TASK LIST —
1/ Please say whether each statement agrees with the puzzle column below: (a) Three puzzles are presented each week. (b) Readers are asked to hold off on sharing their answers publicly until Monday. (c) The Riddler Express will feature a puzzle combining multiplication and logic for the next four weeks. Answer each with yes or no, and quote the deciding words of the puzzle column.
2/ Go on with the puzzle column below, starting right after its last sentence.

Welcome to The Riddler. Every week, I offer up problems related to the things we hold dear around here: math, logic and probability. Two puzzles are presented each week: the Riddler Express for those of you who want something bite-size and the Riddler Classic for those of you in the slow-puzzle movement. Submit a correct answer for either,^{1} and you may get a shoutout in the next column. Please wait until Monday to publicly share your answers! If you need a hint or have a favorite puzzle collecting dust in your attic, find me on Twitter.

## Riddler Express

By all accounts, Riddler Nation had a lot of fun hunting for the mysterious numbers a few weeks back. So here’s what we’re going to do: For the next four weeks, the Riddler Express will feature a similar puzzle that combines multiplication and logic. We’ll be calling these *CrossProducts*.

INFORMATION PROVIDED —

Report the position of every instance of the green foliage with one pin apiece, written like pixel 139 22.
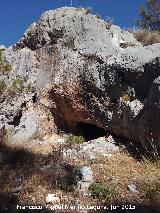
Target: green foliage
pixel 30 88
pixel 2 87
pixel 4 66
pixel 89 10
pixel 150 15
pixel 102 191
pixel 73 140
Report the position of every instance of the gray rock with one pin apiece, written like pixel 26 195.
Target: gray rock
pixel 86 180
pixel 76 69
pixel 93 149
pixel 132 188
pixel 87 174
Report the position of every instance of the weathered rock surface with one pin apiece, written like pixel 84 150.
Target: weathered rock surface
pixel 92 149
pixel 73 68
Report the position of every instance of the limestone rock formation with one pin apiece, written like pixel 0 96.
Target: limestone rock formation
pixel 71 68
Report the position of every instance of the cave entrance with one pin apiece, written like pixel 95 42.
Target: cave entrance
pixel 89 131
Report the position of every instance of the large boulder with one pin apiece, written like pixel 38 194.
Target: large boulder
pixel 75 68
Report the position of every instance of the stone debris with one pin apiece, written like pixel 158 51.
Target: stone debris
pixel 92 149
pixel 86 180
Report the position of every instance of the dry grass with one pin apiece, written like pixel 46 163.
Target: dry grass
pixel 31 176
pixel 147 38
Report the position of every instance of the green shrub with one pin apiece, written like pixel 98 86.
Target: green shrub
pixel 102 191
pixel 2 87
pixel 30 88
pixel 4 66
pixel 73 140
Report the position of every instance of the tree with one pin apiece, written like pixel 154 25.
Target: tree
pixel 150 15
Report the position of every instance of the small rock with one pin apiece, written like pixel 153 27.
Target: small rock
pixel 132 188
pixel 87 174
pixel 52 199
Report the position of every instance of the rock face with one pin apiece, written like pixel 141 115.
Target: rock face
pixel 71 67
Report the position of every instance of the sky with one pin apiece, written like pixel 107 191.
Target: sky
pixel 17 15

ANSWERS TO THE EXERCISE —
1/
(a) No: "Two puzzles are presented each week"
(b) Yes: "Please wait until Monday to publicly share your answers!"
(c) Yes: "For the next four weeks, the Riddler Express will feature a similar puzzle that combines multiplication and logic."

2/
For your first weekly CrossProduct, there are five three-digit numbers — each belongs in a row of the table below, with one digit per cell. The products of the three digits of each number are shown in the rightmost column. Meanwhile, the products of the digits in the hundreds, tens and ones places, respectively, are shown in the bottom row.

135 | |||

45 | |||

64 | |||

280 | |||

70 | |||

3,000 | 3,969 | 640 |

Can you find all five three-digit numbers and complete the table?

The solution to this Riddler Express can be found in the following column.

## Riddler Classic

From Toby Berger comes a towering challenge:

Cassius the ape (a friend of Caesar’s) has gotten his hands on a Lucas’ Tower puzzle (also commonly referred to as the “Tower of Hanoi”). This particular puzzle consists of three poles and three disks, all of which start on the same pole. The three disks have different diameters — the biggest disk is at the bottom and the smallest disk is at the top. The goal is to move all three disks from one pole to any other pole, one at a time, but there’s a catch. At no point can a larger disk ever sit atop a smaller disk.

For *N* disks, the minimum number of moves is 2^{N}−1. (Spoiler alert! If you haven’t proven this before, give it a shot. It’s an excellent exercise in mathematical induction.)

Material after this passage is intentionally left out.